Location labeling records:

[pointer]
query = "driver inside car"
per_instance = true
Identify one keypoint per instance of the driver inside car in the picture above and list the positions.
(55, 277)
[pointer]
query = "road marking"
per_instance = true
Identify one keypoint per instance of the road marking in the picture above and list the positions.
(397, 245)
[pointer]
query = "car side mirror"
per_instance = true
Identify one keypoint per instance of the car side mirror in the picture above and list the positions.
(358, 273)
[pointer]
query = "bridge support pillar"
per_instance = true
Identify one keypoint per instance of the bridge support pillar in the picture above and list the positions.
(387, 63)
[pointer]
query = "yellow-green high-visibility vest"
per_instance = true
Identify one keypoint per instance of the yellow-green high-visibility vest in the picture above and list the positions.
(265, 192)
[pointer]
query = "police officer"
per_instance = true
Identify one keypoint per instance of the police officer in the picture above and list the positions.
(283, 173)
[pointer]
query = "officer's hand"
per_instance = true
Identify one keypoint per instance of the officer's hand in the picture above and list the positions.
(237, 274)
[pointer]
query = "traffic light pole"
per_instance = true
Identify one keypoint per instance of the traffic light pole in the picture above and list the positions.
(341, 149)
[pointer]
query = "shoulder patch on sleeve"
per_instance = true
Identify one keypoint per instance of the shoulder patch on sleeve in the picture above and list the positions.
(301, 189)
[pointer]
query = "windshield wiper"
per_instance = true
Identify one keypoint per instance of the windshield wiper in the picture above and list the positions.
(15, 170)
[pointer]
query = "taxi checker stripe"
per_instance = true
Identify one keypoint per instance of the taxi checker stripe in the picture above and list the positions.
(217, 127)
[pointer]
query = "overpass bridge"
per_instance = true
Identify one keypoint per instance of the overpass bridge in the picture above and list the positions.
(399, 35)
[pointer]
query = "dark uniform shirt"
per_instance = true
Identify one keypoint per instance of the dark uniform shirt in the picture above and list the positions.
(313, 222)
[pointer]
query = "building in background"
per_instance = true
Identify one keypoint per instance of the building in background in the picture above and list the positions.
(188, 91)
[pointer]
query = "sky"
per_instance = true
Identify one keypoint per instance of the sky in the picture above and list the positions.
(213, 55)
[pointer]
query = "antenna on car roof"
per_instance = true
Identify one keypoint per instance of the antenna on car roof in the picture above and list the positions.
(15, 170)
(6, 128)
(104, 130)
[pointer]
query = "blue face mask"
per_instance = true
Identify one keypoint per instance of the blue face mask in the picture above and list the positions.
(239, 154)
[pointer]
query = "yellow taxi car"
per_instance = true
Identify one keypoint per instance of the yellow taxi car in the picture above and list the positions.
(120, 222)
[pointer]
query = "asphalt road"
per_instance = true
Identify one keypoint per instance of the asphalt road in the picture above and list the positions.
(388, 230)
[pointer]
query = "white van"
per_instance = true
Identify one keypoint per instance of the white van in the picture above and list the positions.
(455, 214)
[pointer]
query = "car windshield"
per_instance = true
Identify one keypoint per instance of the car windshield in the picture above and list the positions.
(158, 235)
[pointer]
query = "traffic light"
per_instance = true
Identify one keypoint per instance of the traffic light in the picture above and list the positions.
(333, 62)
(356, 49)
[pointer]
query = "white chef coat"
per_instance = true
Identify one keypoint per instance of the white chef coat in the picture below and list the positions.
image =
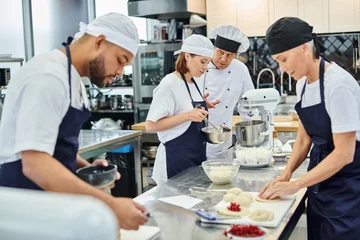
(227, 85)
(170, 98)
(37, 99)
(342, 98)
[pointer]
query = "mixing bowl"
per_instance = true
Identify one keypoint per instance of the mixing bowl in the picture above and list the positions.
(221, 171)
(98, 176)
(248, 133)
(216, 136)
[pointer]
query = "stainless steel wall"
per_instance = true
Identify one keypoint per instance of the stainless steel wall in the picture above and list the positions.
(54, 20)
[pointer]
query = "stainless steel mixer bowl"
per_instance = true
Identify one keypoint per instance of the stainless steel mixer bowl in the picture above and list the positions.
(213, 136)
(248, 133)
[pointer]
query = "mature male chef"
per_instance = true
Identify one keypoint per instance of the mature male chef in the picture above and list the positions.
(45, 108)
(224, 82)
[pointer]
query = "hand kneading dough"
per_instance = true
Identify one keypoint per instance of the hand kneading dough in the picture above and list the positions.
(268, 200)
(229, 197)
(226, 212)
(262, 215)
(235, 191)
(243, 201)
(247, 195)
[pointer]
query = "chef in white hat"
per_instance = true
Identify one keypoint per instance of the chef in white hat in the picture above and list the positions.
(46, 106)
(175, 113)
(224, 82)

- Stated problem
Quote the material exactly. Pictures stay out.

- Completed task
[pointer]
query = "driver inside car"
per_instance = true
Identify one keypoint per instance of the driver inside car in the picture above and list the positions.
(55, 277)
[pointer]
query = "road marking"
per_instance = true
Identify one keypoint per instance of the road marking in the picture above and list the positions.
(397, 245)
[pointer]
query = "car side mirror"
per_instance = true
Identify one keypoint per instance of the car side mirror in the picture above and list the positions.
(358, 273)
[pointer]
query = "bridge support pillar"
per_instance = true
Identify one keypoint per instance of the bridge support pillar in the picture above and list the positions.
(387, 63)
[pointer]
query = "yellow-green high-visibility vest"
per_instance = true
Identify one keypoint per instance of the yellow-green high-visibility vest in the picture above and list the positions.
(265, 192)
[pointer]
query = "police officer"
per_instance = true
Identify one keypoint per instance of the police officer in the picture above and list the positions.
(283, 173)
[pointer]
query = "officer's hand"
per_instance = true
Identify one keypoint per instance of the officer's hand in the picture above and list the positions.
(237, 274)
[pointer]
query = "traffic light pole"
per_instance = true
Identify one keypoint per instance of the traffic light pole in the picture above and list the positions.
(341, 149)
[pointer]
query = "shoulder patch on sleeve"
per_instance = true
Identify one keypoint per instance of the shoulder patch on sleeve in the picture above and list the positions.
(301, 189)
[pointer]
query = "windshield wiper"
per_instance = true
Identify one keypoint per instance of the windshield wiper in the picture above and list the positions.
(15, 170)
[pointer]
query = "taxi checker stripe"
per_instance = true
Identify one keypoint per instance of the taxi checker stripe in the picture above and list the positions.
(217, 127)
[pointer]
query = "overpass bridge"
per_instance = true
Identify one keypoint per instance of the overpass bridge in the picture above and list the positions.
(399, 35)
[pointer]
query = "dark uniform shirt"
per_instance = true
Identify one keypoint per instance of the dark uniform shirt in the picture above and list the positions.
(313, 222)
[pointer]
query = "building in background"
per_instance = true
Identify one keypoint per instance of the building in background in the picture above and list the positions.
(188, 91)
[pointer]
query = "sky"
per_instance = true
Identify one keypoint per instance of the sky in the picture above and list the positions.
(213, 55)
[pointer]
query = "antenna on car roof"
per_instance = true
Identify one keypoint per instance of the antenna on car roof in the picture above and list the positions.
(15, 170)
(6, 128)
(104, 130)
[pointer]
query = "blue face mask"
per_instance = true
Identify one keypoint per instance of the blue face mask in the picture above and list the positions.
(239, 154)
[pointer]
query = "yellow taxi car"
per_instance = true
Identify one keypoint per instance of the yellow taxi car in the picture above and list the positions.
(120, 222)
[pointer]
query = "asphalt road"
per_instance = true
Identify one keypoint per instance of the asphalt road in the picture above and list the positions.
(388, 230)
[pointer]
query = "white van"
per_instance = true
Identify one keypoint per instance of the white van in the picture above and list the positions.
(455, 214)
[pointer]
query = "car windshield"
per_instance = true
Identify one keypoint per instance of the car windshield in the picture above and list the positions.
(158, 235)
[pointer]
query = "traffic light"
per_instance = true
Identify one keypoint per instance of the traffic light in the picture above and list the positions.
(333, 62)
(356, 49)
[pointer]
query = "white chef coat"
per_instance = true
Identify one keypoint per instance of the white chef coat in the picture below and list the positions.
image =
(227, 85)
(170, 98)
(37, 99)
(342, 98)
[pointer]
query = "mixing bowl"
per_instance = true
Identify one keypoint per instance of the mixing bowl in the picture above and list the positions.
(221, 171)
(98, 176)
(248, 133)
(216, 136)
[pointer]
query = "stainless steel wall"
per_instance = true
Identify one keypoint per instance of the stainless steel wall in the picture above and list the positions.
(54, 20)
[pointer]
query = "stainless steel mixer bowl"
per_instance = true
Identify one keypoint per instance of the stainless steel mixer bowl in the picture above and list the positions.
(213, 136)
(248, 133)
[pointer]
query = "mature male chef"
per_instance = true
Identify one keypoint per instance of the mature male chef in the picture above and list the positions.
(45, 108)
(224, 82)
[pointer]
query = "hand kneading dough"
per_instance = true
Identify one keypoint per instance of the hand kneading dough in the picture above and list the positions.
(268, 200)
(229, 197)
(226, 212)
(262, 215)
(235, 191)
(243, 201)
(247, 195)
[pointer]
query = "chef in white hat"
per_instance = true
Identify one keypoint per instance of the chef in white hat in the picture above and list the positions.
(46, 106)
(175, 113)
(224, 82)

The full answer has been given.